** WHAT THIS TASK INVOLVES **
All of the data below should be returned exactly.

** DATA FOR THIS EXERCISE **
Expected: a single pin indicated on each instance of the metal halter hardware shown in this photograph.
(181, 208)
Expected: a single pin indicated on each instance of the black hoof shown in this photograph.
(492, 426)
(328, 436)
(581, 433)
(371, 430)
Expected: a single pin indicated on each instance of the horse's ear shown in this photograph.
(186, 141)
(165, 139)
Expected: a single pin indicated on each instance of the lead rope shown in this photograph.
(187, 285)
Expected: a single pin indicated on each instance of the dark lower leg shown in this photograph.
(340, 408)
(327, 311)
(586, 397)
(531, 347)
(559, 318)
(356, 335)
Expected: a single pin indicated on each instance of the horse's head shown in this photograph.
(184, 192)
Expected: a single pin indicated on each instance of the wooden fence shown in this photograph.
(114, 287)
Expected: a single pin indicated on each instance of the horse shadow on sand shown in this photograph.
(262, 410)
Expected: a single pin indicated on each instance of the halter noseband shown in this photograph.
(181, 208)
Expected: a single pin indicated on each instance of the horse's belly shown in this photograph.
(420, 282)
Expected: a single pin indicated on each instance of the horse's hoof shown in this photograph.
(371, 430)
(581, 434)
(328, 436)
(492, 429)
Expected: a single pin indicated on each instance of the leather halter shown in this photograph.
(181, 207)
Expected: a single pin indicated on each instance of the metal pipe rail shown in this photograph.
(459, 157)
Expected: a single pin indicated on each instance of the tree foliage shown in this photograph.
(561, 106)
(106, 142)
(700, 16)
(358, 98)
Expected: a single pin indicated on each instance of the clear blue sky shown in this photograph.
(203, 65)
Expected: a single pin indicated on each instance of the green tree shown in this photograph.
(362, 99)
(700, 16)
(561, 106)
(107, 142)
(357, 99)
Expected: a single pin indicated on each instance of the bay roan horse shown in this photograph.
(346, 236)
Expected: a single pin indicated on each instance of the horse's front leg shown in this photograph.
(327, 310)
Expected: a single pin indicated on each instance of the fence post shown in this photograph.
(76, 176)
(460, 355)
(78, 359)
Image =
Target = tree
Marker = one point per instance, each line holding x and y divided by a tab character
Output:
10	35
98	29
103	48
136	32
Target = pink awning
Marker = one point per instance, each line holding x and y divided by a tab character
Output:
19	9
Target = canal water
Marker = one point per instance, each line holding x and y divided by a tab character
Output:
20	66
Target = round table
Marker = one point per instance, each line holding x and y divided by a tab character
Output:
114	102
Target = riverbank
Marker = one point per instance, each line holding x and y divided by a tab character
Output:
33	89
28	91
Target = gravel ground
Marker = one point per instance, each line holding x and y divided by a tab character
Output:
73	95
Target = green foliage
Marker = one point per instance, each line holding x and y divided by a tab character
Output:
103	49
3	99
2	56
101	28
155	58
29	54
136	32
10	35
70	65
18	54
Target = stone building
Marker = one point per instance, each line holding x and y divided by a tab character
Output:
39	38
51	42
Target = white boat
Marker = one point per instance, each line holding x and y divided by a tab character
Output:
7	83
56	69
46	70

** WRITTEN RESPONSE **
Expected: a single pin indicated on each instance of the metal halter hardware shown in this photograph.
(181, 208)
Expected: a single pin indicated on each instance of the black hoof shown in this photograph.
(492, 426)
(328, 436)
(581, 433)
(371, 430)
Expected: a single pin indicated on each instance of the horse's ear shown in this photograph.
(186, 141)
(165, 139)
Expected: a single pin indicated on each instance of the lead rope shown in this photograph.
(187, 285)
Expected: a single pin indicated on each instance of the dark lower leg shown in this photograph.
(340, 408)
(327, 311)
(586, 397)
(531, 347)
(559, 318)
(356, 335)
Expected: a single pin indicated on each instance of the horse's head shown in this photograph.
(184, 192)
Expected: a single pin indicated on each instance of the wooden fence shown in this photograph.
(114, 287)
Expected: a single pin indicated on each instance of the horse shadow on sand shown in this photograph.
(262, 410)
Expected: a single pin indicated on each instance of the halter noseband shown in this photograph.
(181, 208)
Expected: a single pin indicated on each instance of the horse's belly shown in this photograph.
(420, 282)
Expected: a single pin indicated on each instance of the horse's hoof shown in this photograph.
(371, 430)
(581, 434)
(328, 436)
(492, 429)
Expected: a single pin indicated on each instance of the leather halter shown in this photograph.
(181, 207)
Expected: a single pin indicated on each instance of the metal pipe rail shown in this photograph.
(459, 157)
Expected: a single pin indicated on each instance of the tree foliage shown in this photograph.
(561, 106)
(106, 142)
(700, 16)
(358, 98)
Expected: a single pin indicated on each instance of the clear blue sky shown in this photograph.
(203, 65)
Expected: a single pin indicated on each instance of the green tree shown in this photograph.
(362, 99)
(700, 16)
(561, 106)
(107, 142)
(357, 99)
Expected: a single pin indicated on each instance of the bay roan horse shown in this photograph.
(346, 236)
Expected: a single pin indicated on each instance of the horse's front leg shown in this photograph.
(327, 310)
Expected: a single pin indicated on each instance of the fence post shown in this photograph.
(76, 176)
(460, 355)
(78, 359)
Image =
Target = tree
Marker = one point per instance, each line holding x and y divided by a tab character
Output:
10	35
98	29
103	48
136	32
Target = pink awning
Marker = one point per instance, each line holding x and y divided by a tab character
Output:
19	9
Target = canal water
Marker = one point per instance, each line holding x and y divided by a tab character
Output:
20	66
Target = round table
Marker = one point per instance, each line holding x and y divided by a tab character
Output:
114	102
Target = riverbank
Marker = one point per instance, each line holding x and y divided by a tab character
Output:
33	89
28	91
Target = gravel ground
Marker = one point per instance, each line holding x and y divided by a tab character
Output:
73	95
Target = green foliage
Marker = one point per instance, each line holding x and y divided by a tab character
Output:
103	49
3	99
2	56
101	28
155	58
29	54
136	32
10	35
70	65
18	54
Target = stone building
Marker = one point per instance, each line holding x and y divided by a tab character
Output:
39	38
51	42
Target = white boat
Marker = one point per instance, each line holding x and y divided by a tab character
Output:
7	83
56	69
46	70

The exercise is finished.